## Aim 1
In the listing below, convert the stretch from the line containing "Verification task: thin" through the line containing "[166,192,381,383]" into a Markdown table with the columns Row and Listing line, skipping any blank lines.

Start of Selected passage

IF YOU are expected to fill a legend's boots, then you may as well use a high-pressure hose rather than a dripping tap.
Darren Robinson has been saddled with the opener's role for Essex following the retirement of Graham Gooch, no easy task, but the 25-year-old is making a go of it. In fact, this season he has become something of a one-day wonder. Having gorged himself on the Sussex attack twice in recent matches to score an unbeaten hundred each time, Robinson was at it again yesterday, feasting off a persevering, but ineffectual, Ireland attack to score his third successive one-day century and leave himself with an average of 380.
Robinson, once dubbed "Pieshop" because of a predilection for the wares in such establishments, is now, by all accounts, a vegetarian, but clearly the opposition-friendly bowling of the Irish attack appealed to him. Mind you, it had a certain appeal for the bulk of the Essex batsmen. They were never put under any pressure, either, by the field placings or the accuracy or venom of the attack. Indeed, there was a languid feel to the whole of the Essex innings.
Robinson's effort was chanceless and, as unhurried as he appeared, he still reached three figures off a respectable 112 balls. Having restricted himself to 12 fours in that, he indulged himself with a six over long on before falling to a catch in the covers. He had done a fair amount of damage by then, with an opening partnership of 86 with Stuart Law and a stand of 133 in 22 overs with the acting captain, Nasser Hussain (71), who smashed two balls out of the ground and into the river.

End of Selected passage

## Aim 2
Output the stretch of the cricket report above from "Robinson, once dubbed" through "the Essex innings.", word for word.

Start of Task material

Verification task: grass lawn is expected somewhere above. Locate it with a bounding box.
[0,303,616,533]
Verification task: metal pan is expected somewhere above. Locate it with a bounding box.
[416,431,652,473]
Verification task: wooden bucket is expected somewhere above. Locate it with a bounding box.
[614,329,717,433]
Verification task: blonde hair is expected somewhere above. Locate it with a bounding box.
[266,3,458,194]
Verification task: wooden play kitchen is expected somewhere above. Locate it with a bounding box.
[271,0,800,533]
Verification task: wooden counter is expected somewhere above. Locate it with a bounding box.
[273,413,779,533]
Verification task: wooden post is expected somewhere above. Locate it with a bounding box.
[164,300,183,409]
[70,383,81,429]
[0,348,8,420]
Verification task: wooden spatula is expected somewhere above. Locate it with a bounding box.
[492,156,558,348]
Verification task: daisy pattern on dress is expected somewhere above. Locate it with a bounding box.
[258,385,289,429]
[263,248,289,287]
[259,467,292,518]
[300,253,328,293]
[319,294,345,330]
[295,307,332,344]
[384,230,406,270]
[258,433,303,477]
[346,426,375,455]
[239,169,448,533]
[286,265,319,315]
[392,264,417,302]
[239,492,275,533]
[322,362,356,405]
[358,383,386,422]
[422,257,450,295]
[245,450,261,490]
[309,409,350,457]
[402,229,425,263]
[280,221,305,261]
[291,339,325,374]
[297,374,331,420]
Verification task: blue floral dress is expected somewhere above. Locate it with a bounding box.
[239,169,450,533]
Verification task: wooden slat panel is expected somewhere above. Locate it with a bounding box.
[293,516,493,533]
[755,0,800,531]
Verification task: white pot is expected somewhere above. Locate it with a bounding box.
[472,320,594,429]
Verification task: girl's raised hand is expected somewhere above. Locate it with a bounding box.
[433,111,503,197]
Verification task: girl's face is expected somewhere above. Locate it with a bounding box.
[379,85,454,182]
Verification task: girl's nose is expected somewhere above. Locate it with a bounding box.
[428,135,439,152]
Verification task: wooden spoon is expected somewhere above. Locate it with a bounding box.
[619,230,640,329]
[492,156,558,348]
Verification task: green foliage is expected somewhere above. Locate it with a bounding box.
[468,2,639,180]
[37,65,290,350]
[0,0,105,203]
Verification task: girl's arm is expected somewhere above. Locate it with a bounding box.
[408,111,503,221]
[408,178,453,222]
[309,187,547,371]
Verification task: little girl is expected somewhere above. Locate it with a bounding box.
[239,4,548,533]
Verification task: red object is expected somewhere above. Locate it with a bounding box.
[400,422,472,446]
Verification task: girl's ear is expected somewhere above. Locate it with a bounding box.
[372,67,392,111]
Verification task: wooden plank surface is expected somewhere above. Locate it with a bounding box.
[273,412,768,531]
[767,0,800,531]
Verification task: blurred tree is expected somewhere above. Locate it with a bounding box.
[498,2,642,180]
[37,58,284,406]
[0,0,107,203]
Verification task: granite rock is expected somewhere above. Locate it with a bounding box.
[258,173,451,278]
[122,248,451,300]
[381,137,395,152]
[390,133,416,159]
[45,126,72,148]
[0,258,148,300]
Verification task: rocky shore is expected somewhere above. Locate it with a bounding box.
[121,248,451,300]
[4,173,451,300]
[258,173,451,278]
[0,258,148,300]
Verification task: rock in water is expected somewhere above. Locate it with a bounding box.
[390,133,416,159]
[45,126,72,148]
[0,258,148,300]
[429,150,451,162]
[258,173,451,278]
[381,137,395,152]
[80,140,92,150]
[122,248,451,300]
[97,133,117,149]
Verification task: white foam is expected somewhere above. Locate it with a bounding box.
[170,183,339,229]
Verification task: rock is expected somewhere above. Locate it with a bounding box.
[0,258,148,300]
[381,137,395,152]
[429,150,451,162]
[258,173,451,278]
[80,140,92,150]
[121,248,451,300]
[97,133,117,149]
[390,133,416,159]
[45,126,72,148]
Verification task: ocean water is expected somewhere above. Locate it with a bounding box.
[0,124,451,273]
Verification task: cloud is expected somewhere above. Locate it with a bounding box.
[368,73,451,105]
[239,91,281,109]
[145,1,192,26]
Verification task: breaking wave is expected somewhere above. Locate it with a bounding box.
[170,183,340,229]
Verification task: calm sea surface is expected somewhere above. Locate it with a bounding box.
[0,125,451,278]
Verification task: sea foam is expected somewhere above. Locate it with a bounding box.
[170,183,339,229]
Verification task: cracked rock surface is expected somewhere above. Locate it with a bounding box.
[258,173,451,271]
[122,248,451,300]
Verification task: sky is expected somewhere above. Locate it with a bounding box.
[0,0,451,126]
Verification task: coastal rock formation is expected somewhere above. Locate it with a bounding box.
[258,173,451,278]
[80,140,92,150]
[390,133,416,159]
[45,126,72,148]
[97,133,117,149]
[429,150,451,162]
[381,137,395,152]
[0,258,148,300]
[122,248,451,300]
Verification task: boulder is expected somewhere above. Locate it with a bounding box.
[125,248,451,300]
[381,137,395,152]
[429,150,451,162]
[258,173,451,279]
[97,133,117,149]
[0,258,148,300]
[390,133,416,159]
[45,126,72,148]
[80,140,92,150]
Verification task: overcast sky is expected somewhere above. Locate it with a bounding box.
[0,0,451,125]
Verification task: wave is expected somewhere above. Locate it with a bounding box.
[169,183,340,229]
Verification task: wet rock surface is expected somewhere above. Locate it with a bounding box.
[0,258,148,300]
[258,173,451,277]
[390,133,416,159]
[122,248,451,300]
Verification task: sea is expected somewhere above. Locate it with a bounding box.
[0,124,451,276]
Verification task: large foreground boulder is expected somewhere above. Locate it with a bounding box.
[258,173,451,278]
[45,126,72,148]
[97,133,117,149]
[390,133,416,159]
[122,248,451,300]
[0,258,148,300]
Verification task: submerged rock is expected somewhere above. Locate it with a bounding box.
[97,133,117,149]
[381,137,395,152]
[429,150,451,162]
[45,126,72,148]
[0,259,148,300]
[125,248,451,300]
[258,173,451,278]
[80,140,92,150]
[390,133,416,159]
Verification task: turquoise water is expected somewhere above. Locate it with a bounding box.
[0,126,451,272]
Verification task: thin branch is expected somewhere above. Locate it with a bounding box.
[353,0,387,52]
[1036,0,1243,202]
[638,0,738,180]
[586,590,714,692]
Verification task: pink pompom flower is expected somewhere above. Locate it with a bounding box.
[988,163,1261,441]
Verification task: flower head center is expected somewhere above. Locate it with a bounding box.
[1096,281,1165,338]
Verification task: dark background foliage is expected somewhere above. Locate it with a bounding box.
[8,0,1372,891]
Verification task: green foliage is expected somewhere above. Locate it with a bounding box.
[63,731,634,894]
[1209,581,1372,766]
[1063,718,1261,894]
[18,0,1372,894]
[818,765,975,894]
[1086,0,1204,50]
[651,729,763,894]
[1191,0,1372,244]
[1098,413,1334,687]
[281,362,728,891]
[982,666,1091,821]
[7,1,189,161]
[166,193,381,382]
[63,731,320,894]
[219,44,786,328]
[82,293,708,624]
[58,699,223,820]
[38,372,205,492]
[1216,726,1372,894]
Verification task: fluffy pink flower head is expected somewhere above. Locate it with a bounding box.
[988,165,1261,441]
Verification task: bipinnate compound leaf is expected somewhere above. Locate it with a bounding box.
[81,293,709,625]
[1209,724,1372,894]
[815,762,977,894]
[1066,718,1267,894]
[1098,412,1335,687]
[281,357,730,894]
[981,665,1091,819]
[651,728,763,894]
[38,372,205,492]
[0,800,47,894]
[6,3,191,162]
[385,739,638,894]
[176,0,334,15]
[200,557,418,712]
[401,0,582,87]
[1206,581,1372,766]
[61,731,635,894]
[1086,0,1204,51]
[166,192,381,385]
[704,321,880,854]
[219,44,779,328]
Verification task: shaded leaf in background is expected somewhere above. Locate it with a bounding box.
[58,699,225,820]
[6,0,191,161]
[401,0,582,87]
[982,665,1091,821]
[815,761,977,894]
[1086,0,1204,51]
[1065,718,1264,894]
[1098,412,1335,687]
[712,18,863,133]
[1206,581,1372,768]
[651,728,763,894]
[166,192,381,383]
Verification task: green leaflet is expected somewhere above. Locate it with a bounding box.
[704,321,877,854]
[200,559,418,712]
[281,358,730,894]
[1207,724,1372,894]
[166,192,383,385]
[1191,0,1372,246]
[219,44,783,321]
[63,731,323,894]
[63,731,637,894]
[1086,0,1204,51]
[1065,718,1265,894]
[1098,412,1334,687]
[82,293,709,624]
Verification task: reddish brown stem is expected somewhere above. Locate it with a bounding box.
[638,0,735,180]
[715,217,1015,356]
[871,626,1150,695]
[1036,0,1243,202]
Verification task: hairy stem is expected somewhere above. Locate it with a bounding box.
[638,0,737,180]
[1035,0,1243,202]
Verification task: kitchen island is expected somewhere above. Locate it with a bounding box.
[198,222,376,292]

End of Task material

## Solution 1
| Row | Listing line |
|---|---|
| 1 | Verification task: thin branch is expected somewhere above. Locate it with a bounding box. |
| 2 | [353,0,387,52] |
| 3 | [1036,0,1243,202] |
| 4 | [638,0,738,180] |
| 5 | [586,590,714,692] |
| 6 | Verification task: pink pompom flower is expected somewhere above. Locate it with a bounding box. |
| 7 | [988,163,1261,441] |
| 8 | Verification task: flower head center is expected somewhere above. Locate it with a bounding box. |
| 9 | [1096,281,1165,338] |
| 10 | Verification task: dark background foliage is expected somewhere above. Locate it with a bounding box. |
| 11 | [8,0,1372,891] |
| 12 | Verification task: green foliage is expected somewhere above. Locate it with a bounding box. |
| 13 | [63,731,634,894] |
| 14 | [1209,581,1372,766] |
| 15 | [1063,718,1261,894] |
| 16 | [18,0,1372,894] |
| 17 | [818,765,975,894] |
| 18 | [1086,0,1204,50] |
| 19 | [651,729,763,894] |
| 20 | [1191,0,1372,244] |
| 21 | [1098,413,1334,687] |
| 22 | [281,362,728,891] |
| 23 | [982,666,1091,821] |
| 24 | [7,1,189,161] |
| 25 | [166,193,381,382] |
| 26 | [63,731,320,894] |
| 27 | [219,44,786,328] |
| 28 | [82,293,708,624] |
| 29 | [58,699,223,820] |
| 30 | [38,372,205,492] |
| 31 | [1216,726,1372,894] |
| 32 | Verification task: fluffy pink flower head is expected somewhere above. Locate it with a bounding box. |
| 33 | [988,165,1261,441] |
| 34 | Verification task: bipinnate compound leaf is expected somewhere above. Locate it with a bounding box. |
| 35 | [81,293,709,625] |
| 36 | [1209,724,1372,894] |
| 37 | [815,762,977,894] |
| 38 | [1066,718,1267,894] |
| 39 | [1098,412,1335,687] |
| 40 | [281,357,730,894] |
| 41 | [981,665,1091,819] |
| 42 | [651,728,763,894] |
| 43 | [38,372,205,492] |
| 44 | [0,800,47,894] |
| 45 | [6,3,191,162] |
| 46 | [385,739,638,894] |
| 47 | [176,0,334,15] |
| 48 | [200,557,418,712] |
| 49 | [401,0,582,87] |
| 50 | [1206,581,1372,766] |
| 51 | [61,731,635,894] |
| 52 | [1086,0,1204,51] |
| 53 | [166,192,381,385] |
| 54 | [704,321,880,854] |
| 55 | [219,44,779,328] |
| 56 | Verification task: shaded leaf in background is expected somewhere above. Locate it with a bounding box. |
| 57 | [58,699,225,820] |
| 58 | [6,0,191,161] |
| 59 | [401,0,582,87] |
| 60 | [982,665,1091,821] |
| 61 | [815,761,977,894] |
| 62 | [1086,0,1204,51] |
| 63 | [1065,718,1264,894] |
| 64 | [1098,412,1335,687] |
| 65 | [712,18,863,133] |
| 66 | [1206,581,1372,768] |
| 67 | [651,728,763,894] |
| 68 | [166,192,381,383] |

## Solution 2
Robinson, once dubbed "Pieshop" because of a predilection for the wares in such establishments, is now, by all accounts, a vegetarian, but clearly the opposition-friendly bowling of the Irish attack appealed to him. Mind you, it had a certain appeal for the bulk of the Essex batsmen. They were never put under any pressure, either, by the field placings or the accuracy or venom of the attack. Indeed, there was a languid feel to the whole of the Essex innings.